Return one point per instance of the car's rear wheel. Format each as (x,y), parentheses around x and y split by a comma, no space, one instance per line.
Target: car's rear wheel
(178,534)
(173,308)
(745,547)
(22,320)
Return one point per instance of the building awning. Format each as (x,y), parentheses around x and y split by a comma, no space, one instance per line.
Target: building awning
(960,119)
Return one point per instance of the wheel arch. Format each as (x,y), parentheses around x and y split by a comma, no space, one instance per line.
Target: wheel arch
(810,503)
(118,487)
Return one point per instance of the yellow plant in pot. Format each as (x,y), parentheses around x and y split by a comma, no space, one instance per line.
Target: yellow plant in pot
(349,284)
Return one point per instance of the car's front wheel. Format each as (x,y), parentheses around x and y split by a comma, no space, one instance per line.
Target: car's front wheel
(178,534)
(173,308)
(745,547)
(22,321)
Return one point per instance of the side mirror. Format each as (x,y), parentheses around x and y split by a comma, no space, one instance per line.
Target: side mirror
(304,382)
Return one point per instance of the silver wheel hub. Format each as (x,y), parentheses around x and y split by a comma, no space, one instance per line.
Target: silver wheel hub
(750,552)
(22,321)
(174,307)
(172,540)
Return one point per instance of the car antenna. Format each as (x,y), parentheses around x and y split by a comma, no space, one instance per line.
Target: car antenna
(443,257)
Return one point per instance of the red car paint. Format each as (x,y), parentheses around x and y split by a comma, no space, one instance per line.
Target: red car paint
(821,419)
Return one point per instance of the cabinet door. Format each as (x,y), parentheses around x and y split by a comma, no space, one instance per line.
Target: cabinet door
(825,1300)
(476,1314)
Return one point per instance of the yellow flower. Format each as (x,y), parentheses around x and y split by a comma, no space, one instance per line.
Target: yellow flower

+ + +

▸ **Goal of the exercise**:
Shift every point coordinate by adding 119 to each x and y value, and write out again, requests included, all lines from the line containing "Return one point per instance of the car's front" up to and including the last line of the entries.

▸ **Exercise solution**:
Return one point per instance of the car's front wheel. Format each as (x,y), parentheses around x and y split by a comma, no space, one instance per line.
Target: car's front wheel
(297,653)
(292,427)
(864,666)
(141,440)
Return one point per instance of the side mirror. Format each as (x,y), parentheses around x and y split by a comma, no space, one instance per line.
Target: side mirror
(423,501)
Return one point per instance of the silver wheel hub. Format each as (x,y), parentheses around x and y split by a comma, no space, one instance per line.
Target: silver wheel hub
(869,671)
(141,440)
(293,426)
(291,659)
Return one point per instance of the car antenna. Format each as (x,y), parentheses around x and y split by a comma, no space, one instance per line.
Target: car antenna
(562,376)
Return one point per instance of the red car paint. Format each as (x,y), parentheses around x and y split by a comma, no space, one instance per line.
Target: red car paint
(940,538)
Return one point per instance of the cabinet door. Format each as (x,y), parentheses around x and y split by a comma, no space, one instance per line.
Target: cabinet door
(944,1419)
(595,1433)
Return one point per instance of the yellow flower. Format each as (x,y), parentheses around x and y split by a comma, no space, one instance per line.
Target: yellow flower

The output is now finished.